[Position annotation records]
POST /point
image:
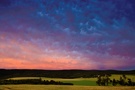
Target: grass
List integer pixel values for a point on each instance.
(58, 87)
(77, 81)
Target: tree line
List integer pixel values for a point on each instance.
(104, 80)
(33, 81)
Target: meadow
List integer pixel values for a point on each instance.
(79, 84)
(58, 87)
(77, 81)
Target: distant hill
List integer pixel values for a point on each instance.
(8, 73)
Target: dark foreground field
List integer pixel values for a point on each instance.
(54, 87)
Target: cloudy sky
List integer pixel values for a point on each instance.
(67, 34)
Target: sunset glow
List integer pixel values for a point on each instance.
(67, 34)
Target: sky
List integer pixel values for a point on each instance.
(67, 34)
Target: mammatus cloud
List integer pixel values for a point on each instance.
(66, 34)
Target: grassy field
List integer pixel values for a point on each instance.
(58, 87)
(79, 84)
(77, 81)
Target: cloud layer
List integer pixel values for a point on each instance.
(67, 34)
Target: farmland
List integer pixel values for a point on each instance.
(76, 81)
(81, 83)
(54, 87)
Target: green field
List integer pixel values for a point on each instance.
(58, 87)
(77, 81)
(79, 84)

[TASK OBJECTIVE] Pictures are excluded; copy all other data exactly as shown.

[ANSWER TO THIS PROBLEM]
POST /point
image:
Target: grass
List integer pixel values for a point on each instance.
(58, 87)
(77, 81)
Target: tree line
List integer pixel values for a point on each instance.
(104, 80)
(33, 81)
Target: meadow
List integer pixel values for a point on each instance.
(79, 84)
(58, 87)
(77, 81)
Target: distant hill
List integer pixel values for a point on each instance.
(8, 73)
Target: dark foreground field
List integer pixel values for a point on each instance.
(54, 87)
Target: cloudy sky
List integer pixel values for a point on each instance.
(67, 34)
Target: sunset glow
List integer pixel values for a point on each instance.
(67, 34)
Target: sky
List integer pixel values for a point on each instance.
(67, 34)
Target: mammatus cloud
List integer pixel values for a point on each instance.
(66, 34)
Target: grassy field
List integer pixel values for a point on each instance.
(58, 87)
(79, 84)
(77, 81)
Target: cloud layer
List integer pixel values for a point on each instance.
(67, 34)
Target: farmland
List integer pixel values for a point on each instance.
(76, 81)
(81, 83)
(54, 87)
Target: green field
List integer pixel values for a point on each instance.
(58, 87)
(77, 81)
(79, 84)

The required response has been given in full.